▶ _Problem to work on_
Format the lines below as a numbered list, leaving out any blank lines.

▶ _Data for this task_
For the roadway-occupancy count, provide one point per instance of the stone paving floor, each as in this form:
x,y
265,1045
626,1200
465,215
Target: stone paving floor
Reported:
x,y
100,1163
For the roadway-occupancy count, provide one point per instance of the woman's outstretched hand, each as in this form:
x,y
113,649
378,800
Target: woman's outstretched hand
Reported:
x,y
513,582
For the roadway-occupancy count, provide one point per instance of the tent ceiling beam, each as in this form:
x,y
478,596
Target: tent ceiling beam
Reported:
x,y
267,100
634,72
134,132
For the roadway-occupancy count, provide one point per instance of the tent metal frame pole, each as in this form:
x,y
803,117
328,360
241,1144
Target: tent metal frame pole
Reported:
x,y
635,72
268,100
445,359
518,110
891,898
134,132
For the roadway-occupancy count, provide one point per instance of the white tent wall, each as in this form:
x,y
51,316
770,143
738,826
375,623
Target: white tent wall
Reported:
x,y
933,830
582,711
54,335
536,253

▶ _Response_
1. For the roadway-occupancy count, provide one point per instance of the stone paving floor, each as in this form:
2. x,y
3. 265,1045
4. 626,1200
5. 465,215
6. Target: stone paving floor
7. Reported:
8. x,y
9. 100,1163
10. For the roadway-occupancy count, provide one point per instance of the woman's outstretched hand, each as in this form:
11. x,y
12. 113,649
13. 378,800
14. Target: woman's outstretched hand
15. Reported:
16. x,y
17. 513,582
18. For the roadway-occupancy count, provide one point per instance of the tent ceiling beam, each as in this form:
19. x,y
20. 478,596
21. Target: tent ceiling beam
22. Reported:
23. x,y
24. 267,100
25. 634,72
26. 134,132
27. For the roadway-occupancy count, provide one point per instance of the tent metal frame pole, each as in this form:
28. x,y
29. 803,117
30. 328,360
31. 241,1144
32. Target: tent metal frame pole
33. Reported:
34. x,y
35. 635,72
36. 268,100
37. 445,359
38. 518,110
39. 891,898
40. 134,132
41. For the roadway-occupancy count, provide one point per instance of the white tent wall, each as in this form:
42. x,y
43. 51,316
44. 770,143
45. 738,826
46. 375,623
47. Target: white tent wall
48. Reported:
49. x,y
50. 933,830
51. 582,711
52. 54,335
53. 536,253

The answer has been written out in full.